[Coordinate annotation entries]
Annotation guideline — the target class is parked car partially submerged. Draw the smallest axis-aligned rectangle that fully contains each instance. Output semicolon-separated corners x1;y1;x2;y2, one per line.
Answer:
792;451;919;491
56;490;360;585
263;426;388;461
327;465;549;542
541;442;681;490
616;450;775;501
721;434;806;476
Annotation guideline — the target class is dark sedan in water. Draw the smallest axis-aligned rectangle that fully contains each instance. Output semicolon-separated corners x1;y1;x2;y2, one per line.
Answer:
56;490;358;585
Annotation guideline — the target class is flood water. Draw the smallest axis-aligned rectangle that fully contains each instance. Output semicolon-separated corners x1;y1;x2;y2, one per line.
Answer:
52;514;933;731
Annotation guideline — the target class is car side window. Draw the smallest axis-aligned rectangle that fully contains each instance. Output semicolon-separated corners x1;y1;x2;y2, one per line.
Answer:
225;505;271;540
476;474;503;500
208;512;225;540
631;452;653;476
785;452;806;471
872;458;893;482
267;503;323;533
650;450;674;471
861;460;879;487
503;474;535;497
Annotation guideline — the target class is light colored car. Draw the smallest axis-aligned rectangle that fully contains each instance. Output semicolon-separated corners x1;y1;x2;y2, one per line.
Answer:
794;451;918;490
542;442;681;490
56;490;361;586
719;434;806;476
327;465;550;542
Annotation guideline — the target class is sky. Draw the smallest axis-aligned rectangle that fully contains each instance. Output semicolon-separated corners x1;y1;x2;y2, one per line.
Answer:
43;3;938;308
* * *
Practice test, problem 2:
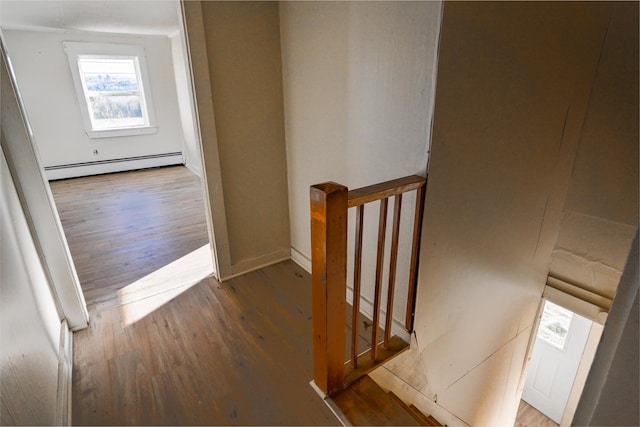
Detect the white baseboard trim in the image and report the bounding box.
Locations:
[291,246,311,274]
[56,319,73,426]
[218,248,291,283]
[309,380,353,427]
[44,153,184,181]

**GOAL**. Duplicate the listing above, everything from the line containing "Annotation guideline — the target class is parked" down to the line containing "56;490;358;585", both ends included.

**SOLUTION FOR THIS EXERCISE**.
Annotation guideline — the target class is parked car partially submerged. Draw the smallest axis-aligned rectangle that fully contains each instance. Output semicolon-separated corners x1;y1;x2;y2, one per line.
Answer:
792;451;919;491
56;490;360;585
263;426;388;461
327;465;549;542
541;442;681;490
616;450;775;501
721;434;806;476
Annotation guideline — the target class is dark sedan in water. Draw the smallest axis-aligned rectangle that fully contains each instance. Output semicolon-separated corners x1;y1;x2;y2, one per line.
Answer:
56;490;358;585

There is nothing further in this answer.